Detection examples

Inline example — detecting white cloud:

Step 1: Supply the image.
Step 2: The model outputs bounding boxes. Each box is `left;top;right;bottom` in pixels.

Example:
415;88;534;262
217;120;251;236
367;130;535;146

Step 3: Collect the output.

◆ What is being asked: Rewrite the rows with "Collect" replaced by "Save" wherever it occurs, changing nothing else.

◆ Result of this task:
Inline example — detecting white cloud:

Step 1: Supply the image.
Step 2: The model outputs bounding boxes. Each box is `left;top;right;bottom` in pixels.

Example:
415;88;534;262
217;120;251;236
367;130;535;146

Step 3: Save the output.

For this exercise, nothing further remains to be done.